== EXCERPT

Satellite (artificial)

human-made object put into an orbit
(Redirected from Artificial satellite)

A satellite is an object that orbits another object. In space, satellites may be natural, or artificial. The moon is a natural satellite that orbits the Earth. Most artificial satellites also orbit the Earth, but some orbit other planets, or the Sun or Moon. Satellites are used for many purposes. There are weather satellites, communications satellites, navigation satellites, reconnaissance satellites, astronomy satellites.

Satellite in orbit

The world's first artificial satellite, the Sputnik 1, was launched by the Soviet Union on October 4,1957. This surprised the world, and the United States quickly worked to launch their own satellite, starting the space race. Sputnik 2 was launched on November 3, 1957 and carried the first living passenger into orbit, a dog named Laika. The United States launched their first satellite, called Explorer 1 on January 31, 1958.[1] The UK launched its first satellite in 1962.[2]

Since then, thousands of satellites have been launched into orbit around the Earth. Some satellites, notably space stations, have been launched in parts and assembled in orbit.

====

* _GIVEN PROBLEM_:
Quote the passage on artificial satellites word for word, beginning with "Satellite in orbit" and ending after "assembled in orbit.".

== RECORDS SUPPLIED

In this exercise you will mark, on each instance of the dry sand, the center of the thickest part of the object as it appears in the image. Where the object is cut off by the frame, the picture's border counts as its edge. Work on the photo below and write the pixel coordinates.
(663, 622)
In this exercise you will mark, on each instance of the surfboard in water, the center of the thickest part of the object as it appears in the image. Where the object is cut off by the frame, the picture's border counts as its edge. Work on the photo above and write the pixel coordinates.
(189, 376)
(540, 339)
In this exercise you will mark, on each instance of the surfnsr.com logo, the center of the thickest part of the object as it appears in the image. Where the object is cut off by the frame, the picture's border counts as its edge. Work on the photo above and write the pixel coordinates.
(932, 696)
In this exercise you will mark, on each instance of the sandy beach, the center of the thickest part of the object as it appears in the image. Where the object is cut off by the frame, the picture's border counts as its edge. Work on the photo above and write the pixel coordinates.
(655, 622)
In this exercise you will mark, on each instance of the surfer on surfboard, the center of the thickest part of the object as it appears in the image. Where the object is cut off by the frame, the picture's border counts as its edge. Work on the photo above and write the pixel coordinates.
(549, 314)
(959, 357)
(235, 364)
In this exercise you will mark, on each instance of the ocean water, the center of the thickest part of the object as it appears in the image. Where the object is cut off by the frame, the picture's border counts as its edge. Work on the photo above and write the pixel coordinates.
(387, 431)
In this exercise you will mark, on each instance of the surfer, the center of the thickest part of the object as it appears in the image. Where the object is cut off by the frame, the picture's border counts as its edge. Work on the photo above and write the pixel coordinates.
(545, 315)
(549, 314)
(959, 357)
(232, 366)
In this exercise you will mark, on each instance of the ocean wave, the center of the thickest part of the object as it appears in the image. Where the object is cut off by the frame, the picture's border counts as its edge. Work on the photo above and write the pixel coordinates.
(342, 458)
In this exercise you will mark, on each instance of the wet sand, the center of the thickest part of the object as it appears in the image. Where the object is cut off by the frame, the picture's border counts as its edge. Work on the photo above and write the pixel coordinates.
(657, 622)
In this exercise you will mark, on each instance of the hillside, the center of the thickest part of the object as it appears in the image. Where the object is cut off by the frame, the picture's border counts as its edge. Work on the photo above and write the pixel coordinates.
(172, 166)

====

* _WRITTEN ANSWER_:
Satellite in orbit

The world's first artificial satellite, the Sputnik 1, was launched by the Soviet Union on October 4,1957. This surprised the world, and the United States quickly worked to launch their own satellite, starting the space race. Sputnik 2 was launched on November 3, 1957 and carried the first living passenger into orbit, a dog named Laika. The United States launched their first satellite, called Explorer 1 on January 31, 1958.[1] The UK launched its first satellite in 1962.[2]

Since then, thousands of satellites have been launched into orbit around the Earth. Some satellites, notably space stations, have been launched in parts and assembled in orbit.